* Given problem *
Pull out each line of the records below that contains the word "dirt". Letter case counts, so copy only lines where the capitals and lowercase letters match.

[Dataset rows showing where objects appear]
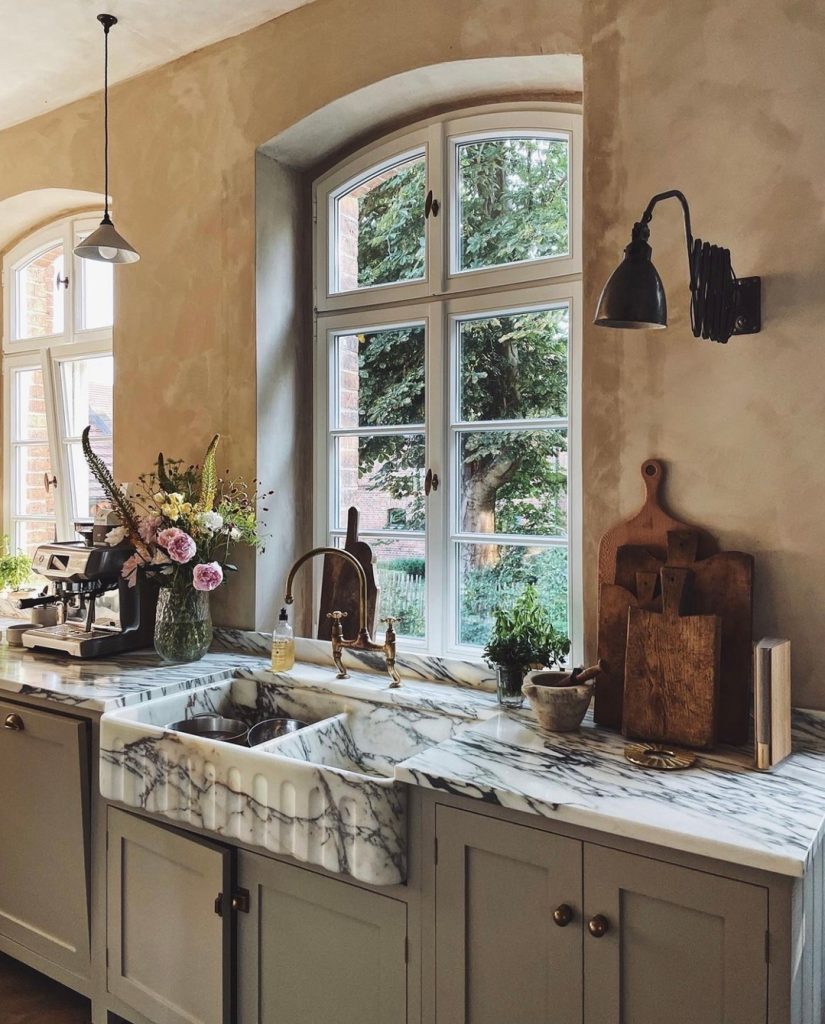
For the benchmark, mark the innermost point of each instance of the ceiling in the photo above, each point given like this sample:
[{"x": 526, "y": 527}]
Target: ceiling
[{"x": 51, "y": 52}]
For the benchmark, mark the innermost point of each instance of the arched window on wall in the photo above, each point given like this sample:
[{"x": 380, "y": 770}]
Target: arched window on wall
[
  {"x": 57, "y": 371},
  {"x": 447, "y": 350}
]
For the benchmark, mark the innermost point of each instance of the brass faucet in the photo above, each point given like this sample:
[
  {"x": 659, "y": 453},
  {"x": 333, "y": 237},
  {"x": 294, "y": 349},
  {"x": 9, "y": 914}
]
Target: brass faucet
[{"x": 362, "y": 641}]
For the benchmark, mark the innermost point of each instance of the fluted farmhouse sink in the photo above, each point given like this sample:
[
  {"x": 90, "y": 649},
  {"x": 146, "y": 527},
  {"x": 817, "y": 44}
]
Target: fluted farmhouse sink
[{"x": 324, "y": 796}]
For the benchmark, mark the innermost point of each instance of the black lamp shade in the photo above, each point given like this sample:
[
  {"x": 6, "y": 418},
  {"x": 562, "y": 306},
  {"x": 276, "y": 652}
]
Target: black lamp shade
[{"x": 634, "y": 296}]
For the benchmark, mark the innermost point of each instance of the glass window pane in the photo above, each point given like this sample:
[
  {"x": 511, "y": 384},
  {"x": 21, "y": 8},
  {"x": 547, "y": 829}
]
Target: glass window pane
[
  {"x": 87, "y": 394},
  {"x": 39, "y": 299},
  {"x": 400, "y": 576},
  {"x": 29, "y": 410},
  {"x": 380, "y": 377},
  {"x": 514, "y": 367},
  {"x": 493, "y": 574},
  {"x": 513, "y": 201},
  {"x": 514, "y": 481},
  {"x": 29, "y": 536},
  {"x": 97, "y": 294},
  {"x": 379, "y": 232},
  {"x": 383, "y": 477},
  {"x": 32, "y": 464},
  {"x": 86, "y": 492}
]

* * *

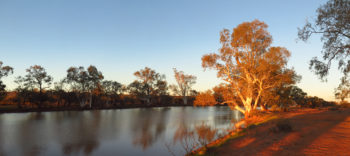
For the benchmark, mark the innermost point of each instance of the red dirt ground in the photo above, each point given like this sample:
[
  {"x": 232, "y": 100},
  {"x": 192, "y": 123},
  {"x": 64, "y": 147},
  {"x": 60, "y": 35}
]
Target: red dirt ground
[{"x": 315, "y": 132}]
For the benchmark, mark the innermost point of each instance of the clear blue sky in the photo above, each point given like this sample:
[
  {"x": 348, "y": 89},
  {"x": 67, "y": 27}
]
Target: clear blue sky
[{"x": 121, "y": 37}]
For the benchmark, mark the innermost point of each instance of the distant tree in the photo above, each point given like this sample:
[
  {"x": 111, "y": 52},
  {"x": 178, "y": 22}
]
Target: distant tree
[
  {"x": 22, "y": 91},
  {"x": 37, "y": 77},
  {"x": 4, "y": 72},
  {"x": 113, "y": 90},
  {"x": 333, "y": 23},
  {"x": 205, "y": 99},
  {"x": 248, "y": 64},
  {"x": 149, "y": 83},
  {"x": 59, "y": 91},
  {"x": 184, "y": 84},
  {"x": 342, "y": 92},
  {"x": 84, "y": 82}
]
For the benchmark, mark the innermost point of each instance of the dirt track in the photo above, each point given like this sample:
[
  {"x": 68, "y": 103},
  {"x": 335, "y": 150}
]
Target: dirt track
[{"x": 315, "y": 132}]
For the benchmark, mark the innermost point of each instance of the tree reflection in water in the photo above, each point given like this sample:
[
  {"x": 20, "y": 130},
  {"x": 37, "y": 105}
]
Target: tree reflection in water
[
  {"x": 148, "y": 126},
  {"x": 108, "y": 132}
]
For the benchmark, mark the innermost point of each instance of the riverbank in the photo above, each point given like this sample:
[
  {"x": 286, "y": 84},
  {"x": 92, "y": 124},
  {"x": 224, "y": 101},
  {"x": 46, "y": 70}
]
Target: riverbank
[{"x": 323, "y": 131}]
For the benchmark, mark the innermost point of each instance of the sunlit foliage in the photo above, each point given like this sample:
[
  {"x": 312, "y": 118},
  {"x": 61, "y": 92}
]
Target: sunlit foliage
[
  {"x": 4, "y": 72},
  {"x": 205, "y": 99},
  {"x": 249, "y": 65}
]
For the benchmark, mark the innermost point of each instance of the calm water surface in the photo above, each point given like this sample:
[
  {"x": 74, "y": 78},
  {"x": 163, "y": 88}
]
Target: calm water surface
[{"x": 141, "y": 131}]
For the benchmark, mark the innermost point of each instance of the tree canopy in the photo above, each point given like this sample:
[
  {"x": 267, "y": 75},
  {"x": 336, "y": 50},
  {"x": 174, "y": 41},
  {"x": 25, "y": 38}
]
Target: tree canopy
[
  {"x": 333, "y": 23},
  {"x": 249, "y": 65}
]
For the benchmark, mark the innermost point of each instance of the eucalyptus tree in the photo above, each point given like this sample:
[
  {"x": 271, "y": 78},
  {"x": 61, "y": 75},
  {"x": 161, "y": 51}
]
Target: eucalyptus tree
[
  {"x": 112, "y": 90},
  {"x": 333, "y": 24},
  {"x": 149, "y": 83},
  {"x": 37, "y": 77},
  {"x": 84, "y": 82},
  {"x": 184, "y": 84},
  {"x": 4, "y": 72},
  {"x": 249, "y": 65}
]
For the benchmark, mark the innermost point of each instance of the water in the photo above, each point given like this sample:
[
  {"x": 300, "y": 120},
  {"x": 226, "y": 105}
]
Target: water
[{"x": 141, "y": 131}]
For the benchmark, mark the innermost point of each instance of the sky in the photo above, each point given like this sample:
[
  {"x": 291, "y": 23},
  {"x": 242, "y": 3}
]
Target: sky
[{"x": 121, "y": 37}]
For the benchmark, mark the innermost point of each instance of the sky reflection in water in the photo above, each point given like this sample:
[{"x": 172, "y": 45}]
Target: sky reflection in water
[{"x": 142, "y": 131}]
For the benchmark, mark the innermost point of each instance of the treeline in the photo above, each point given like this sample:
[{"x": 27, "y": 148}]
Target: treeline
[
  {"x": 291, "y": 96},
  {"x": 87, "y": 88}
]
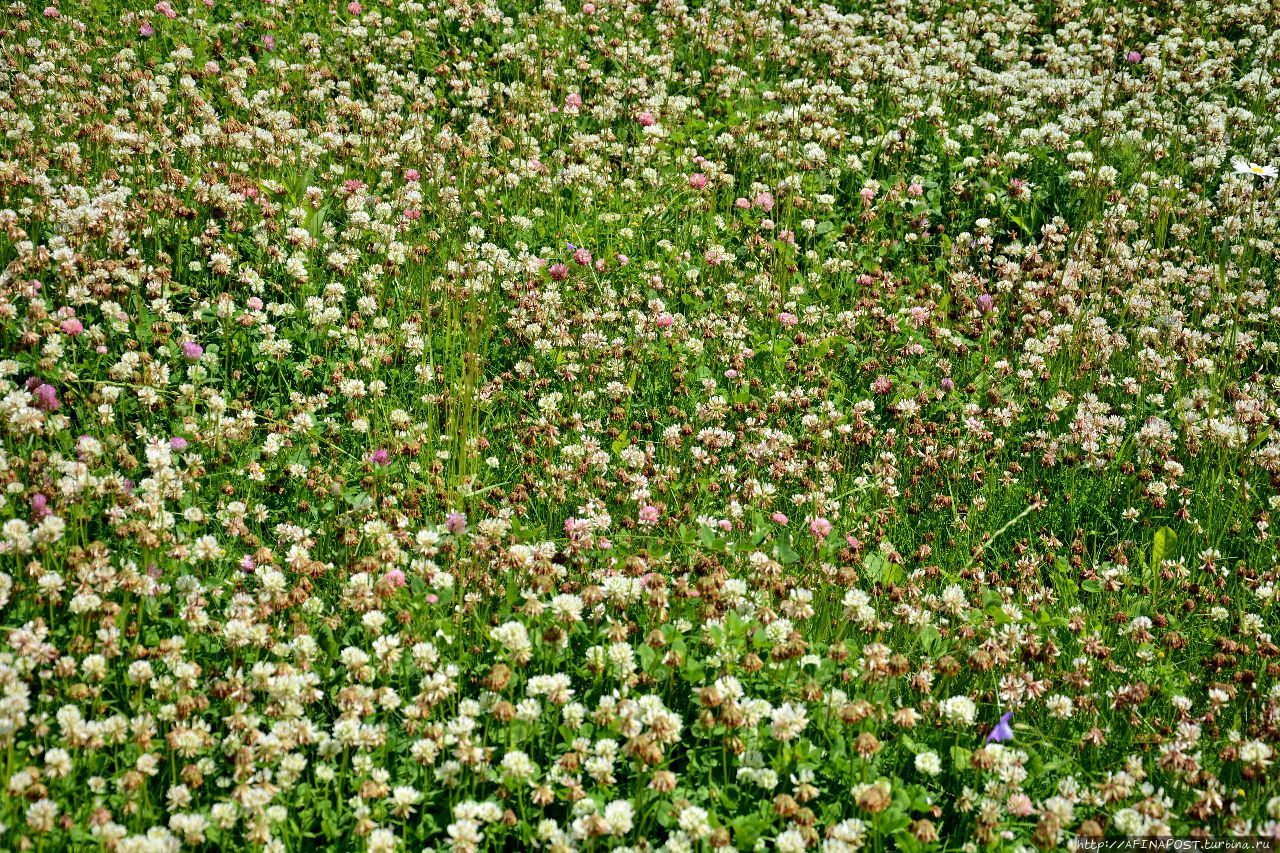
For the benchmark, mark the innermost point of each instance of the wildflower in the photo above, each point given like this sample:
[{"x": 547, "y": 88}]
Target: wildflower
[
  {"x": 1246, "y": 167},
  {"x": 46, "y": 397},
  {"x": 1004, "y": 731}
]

* Result of this task *
For the benchmark, mark the innermost point of each instance of the red dirt ground in the photo above, each point given like this sample:
Target: red dirt ground
For the benchmark, mark the innermost point of each instance of the dirt track in the photo above, each point given like this sample:
Target: dirt track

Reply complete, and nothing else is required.